■ Excerpted passage ■
★ ★ ★ ★ ★

This website is under development. If you come accross any issues, please report them to Konstantinos Kanellis (kkanellis@cs.wisc.edu) or Yannis Chronis (chronis@google.com).

The Role of Massively Multi-Task and Weak Supervision in Software 2.0

Authors:
Alexander Ratner, Braden Hancock, Christopher Ré
Abstract

Over the last several years, machine learning models have reached new levels of empirical performance across a broad range of domains. Driven both by accuracy improvements and deployment advantages, many organizations have begun to shift to learningcentered software stacks—a new mode that has been called Software 2.0. This approach holds the promise of radically accelerating the construction, maintenance, and deployment of software systems, and opens up a broad research agenda around changes to hardware, systems, and interaction models. However, these approaches require one critical and often prohibitively expensive ingredient: labeled training data. We outline a vision for a Software 2.0 lifecycle centered around the idea that labeling training data can be the primary interface to Software 2.0 systems. In our envisioned approach, Software 2.0 stacks are programmed using weak supervision—i.e. noisier, programmatically-generated training data—which is specified at various levels of declarative abstraction and precision, and then combined using unsupervised statistical techniques. The codebase for Software 2.0 is also radically different: we envision labels for tens or hundreds of different tasks across an organization combined in a massively multitask central model, leading to amortization of labeling costs and new models of software reuse and development. Finally, we envision Software 2.0 stacks deployed by using collected training labels to supervise commodity model architectures over different servable feature sets. We outline the components of this lifecycle, and provide an interim report on Snorkel, our prototype Software 2.0 system, based on our experiences working on problems ranging from ad fraud to medical diagnostics with some of the world’s largest organizations.

★ ★ ★ ★ ★

List every author credited on the page about weak supervision in Software 2.0. The listing that comes next has no connection to the page on weak supervision in Software 2.0.

■ Raw data ■

★ ★ ★ ★ ★

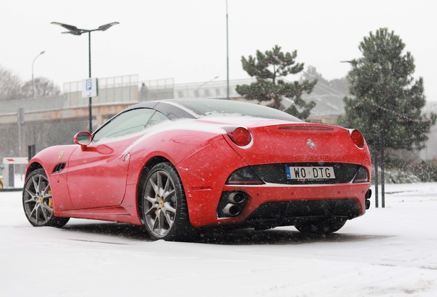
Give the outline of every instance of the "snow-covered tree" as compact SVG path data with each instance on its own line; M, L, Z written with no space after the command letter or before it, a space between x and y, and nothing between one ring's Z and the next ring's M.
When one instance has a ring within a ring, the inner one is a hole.
M422 148L437 116L421 114L425 106L423 79L414 80L414 60L401 38L381 28L359 44L363 56L350 61L350 91L346 115L339 123L361 131L368 142L382 134L385 146Z
M289 74L295 74L304 69L304 63L296 63L298 53L292 54L281 52L281 47L275 45L271 51L264 54L256 51L256 57L249 56L249 58L241 57L243 69L251 76L256 78L256 81L251 85L236 86L236 91L247 100L271 101L271 107L283 109L281 101L284 98L290 99L293 104L284 111L301 119L308 118L310 111L315 106L311 101L306 103L302 99L304 93L310 94L317 83L304 80L288 82L284 78Z

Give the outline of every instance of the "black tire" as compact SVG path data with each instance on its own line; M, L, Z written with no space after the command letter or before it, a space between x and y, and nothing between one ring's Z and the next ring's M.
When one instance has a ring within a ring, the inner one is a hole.
M139 201L144 226L153 239L187 241L194 234L190 223L182 182L170 162L155 165L148 173Z
M294 226L303 233L330 234L339 230L346 220L335 217L301 219Z
M53 197L44 169L32 171L24 183L23 208L27 221L34 227L63 227L70 218L56 217Z

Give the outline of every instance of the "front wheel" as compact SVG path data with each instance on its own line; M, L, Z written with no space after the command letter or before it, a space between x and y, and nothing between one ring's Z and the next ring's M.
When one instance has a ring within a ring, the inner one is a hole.
M32 171L24 184L23 208L29 222L35 227L63 227L69 218L56 217L53 197L44 169Z
M139 203L146 230L154 239L188 239L192 227L182 182L169 162L159 163L149 172Z
M330 234L339 230L346 221L335 217L302 219L294 226L303 233Z

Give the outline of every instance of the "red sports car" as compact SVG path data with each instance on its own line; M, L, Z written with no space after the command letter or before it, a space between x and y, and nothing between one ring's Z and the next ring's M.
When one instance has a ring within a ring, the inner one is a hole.
M23 205L34 226L113 221L165 240L210 226L330 233L370 206L370 155L359 131L262 105L145 102L74 142L42 151L27 167Z

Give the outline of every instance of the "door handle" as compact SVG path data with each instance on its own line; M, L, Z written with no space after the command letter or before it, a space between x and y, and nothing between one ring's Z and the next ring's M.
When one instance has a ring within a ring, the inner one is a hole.
M122 160L123 162L127 162L129 160L129 157L131 157L131 154L129 153L126 153L124 155L123 155Z

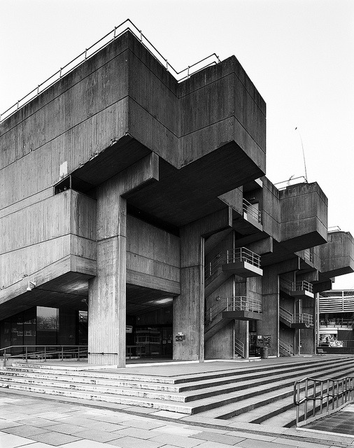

★ ★ ★ ★ ★

■ Answer space ■
Alexander Ratner, Braden Hancock, Christopher Ré